Text excerpt below:

Just got off the river after my first day of whitewater kayaking. I can’t believe I haven’t done this before. Sometimes, when I try a new activity, it just clicks right away and I say “I feel like myself when I’m doing this.” That’s how it was for me with yoga, and now this. I figured I’d like it, but not this much.
I’m going to write first about the activities of the day, then in another post I’ll share more about the personal and social experiences.
When I woke up this morning I actually wondered if maybe they’d keep up off the water for the day because it’s rainy and only 55 degrees. I was ok with that idea. I wasn’t clamboring to get out there – but that was just my nerves disguising themselves as some kind of logic trying to hold me back.
We spent the morning meeting our kayaking guides, getting outfitted with all of our gear and getting the rundown on how it would work. My gear bundle consists of a wetsuit, fun neoprene booties, splash jacket, life jacket, helmet, wet skirt, and of course kayak and paddle.

End of Text excerpt.
Data extracts below:

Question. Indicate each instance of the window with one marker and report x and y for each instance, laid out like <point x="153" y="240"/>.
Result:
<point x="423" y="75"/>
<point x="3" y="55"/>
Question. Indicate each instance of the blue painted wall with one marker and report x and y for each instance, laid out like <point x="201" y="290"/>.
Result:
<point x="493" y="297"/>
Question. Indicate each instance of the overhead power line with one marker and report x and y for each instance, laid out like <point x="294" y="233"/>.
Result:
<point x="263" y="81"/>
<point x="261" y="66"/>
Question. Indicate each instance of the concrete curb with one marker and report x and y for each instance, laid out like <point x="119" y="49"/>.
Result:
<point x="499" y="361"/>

End of Data extracts.
Data extracts below:

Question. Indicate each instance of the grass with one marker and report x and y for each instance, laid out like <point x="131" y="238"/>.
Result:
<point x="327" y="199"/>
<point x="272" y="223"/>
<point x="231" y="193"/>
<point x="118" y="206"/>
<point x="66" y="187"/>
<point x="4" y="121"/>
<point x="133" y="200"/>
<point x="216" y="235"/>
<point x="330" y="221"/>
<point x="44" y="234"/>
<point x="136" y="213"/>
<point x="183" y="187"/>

End of Data extracts.

## Work task 1
List every item in the gear bundle described in the kayaking post.
## Work task 2
According to the kayaking post, what was the temperature on the morning of the first day?
## Work task 3
Echo the kayaking post between "Just got off" and "and social experiences.", inclusive.

## Response box 1
wetsuit, neoprene booties, splash jacket, life jacket, helmet, wet skirt, kayak, paddle

## Response box 2
55 degrees

## Response box 3
Just got off the river after my first day of whitewater kayaking. I can’t believe I haven’t done this before. Sometimes, when I try a new activity, it just clicks right away and I say “I feel like myself when I’m doing this.” That’s how it was for me with yoga, and now this. I figured I’d like it, but not this much.
I’m going to write first about the activities of the day, then in another post I’ll share more about the personal and social experiences.